== Segment start ==

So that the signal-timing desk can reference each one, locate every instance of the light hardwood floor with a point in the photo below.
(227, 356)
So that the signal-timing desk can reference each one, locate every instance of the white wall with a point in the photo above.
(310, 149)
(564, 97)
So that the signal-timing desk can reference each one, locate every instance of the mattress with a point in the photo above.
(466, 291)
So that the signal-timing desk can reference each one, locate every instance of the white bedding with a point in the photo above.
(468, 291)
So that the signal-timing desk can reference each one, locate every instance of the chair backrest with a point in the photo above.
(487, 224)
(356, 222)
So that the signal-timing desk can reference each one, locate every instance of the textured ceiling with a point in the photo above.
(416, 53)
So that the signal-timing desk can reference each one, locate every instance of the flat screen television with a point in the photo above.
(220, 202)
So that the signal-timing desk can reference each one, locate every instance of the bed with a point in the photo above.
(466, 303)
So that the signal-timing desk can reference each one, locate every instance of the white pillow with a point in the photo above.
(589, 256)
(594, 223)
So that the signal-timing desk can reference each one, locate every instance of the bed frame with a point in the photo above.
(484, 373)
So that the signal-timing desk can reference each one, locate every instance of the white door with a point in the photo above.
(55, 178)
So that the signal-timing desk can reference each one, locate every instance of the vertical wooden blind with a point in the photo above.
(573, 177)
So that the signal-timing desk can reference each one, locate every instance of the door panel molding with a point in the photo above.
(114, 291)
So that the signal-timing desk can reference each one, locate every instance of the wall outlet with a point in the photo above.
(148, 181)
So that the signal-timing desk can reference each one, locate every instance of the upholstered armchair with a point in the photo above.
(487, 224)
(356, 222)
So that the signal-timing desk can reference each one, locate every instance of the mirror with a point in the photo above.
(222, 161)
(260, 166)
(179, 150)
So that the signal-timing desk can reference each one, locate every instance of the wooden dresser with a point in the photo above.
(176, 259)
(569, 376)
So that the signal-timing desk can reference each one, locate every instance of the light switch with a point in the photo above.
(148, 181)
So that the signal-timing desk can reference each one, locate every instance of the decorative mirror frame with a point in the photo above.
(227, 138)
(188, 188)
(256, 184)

== Segment end ==

- _TRY IT_
Retype exactly, please, each line from the line that contains "molding with a point in the photo above." through the last line of the entries above, with nothing added.

- _RESULT OF THE TASK_
So that the signal-timing desk can reference each one, locate every instance of the door panel molding with a point in the photo above.
(114, 291)
So that the signal-timing desk can reference each one, locate every instance of the wall outlet with a point in the photo above.
(148, 181)
So that the signal-timing desk can reference each one, locate every instance of the upholstered armchair with a point in the photo above.
(487, 224)
(356, 222)
So that the signal-timing desk can reference each one, locate every instance of the mirror with a point in the photo above.
(222, 161)
(260, 166)
(179, 150)
So that the signal-timing desk can reference each one, locate every instance of the wooden dresser with a point in the photo above.
(176, 259)
(569, 376)
So that the signal-timing desk can reference each one, locate every instance of the light switch with a point in the photo above.
(148, 181)
So that the signal-timing desk can reference each one, locate every instance of the decorative mirror frame with a point in the photo above.
(227, 138)
(188, 188)
(256, 184)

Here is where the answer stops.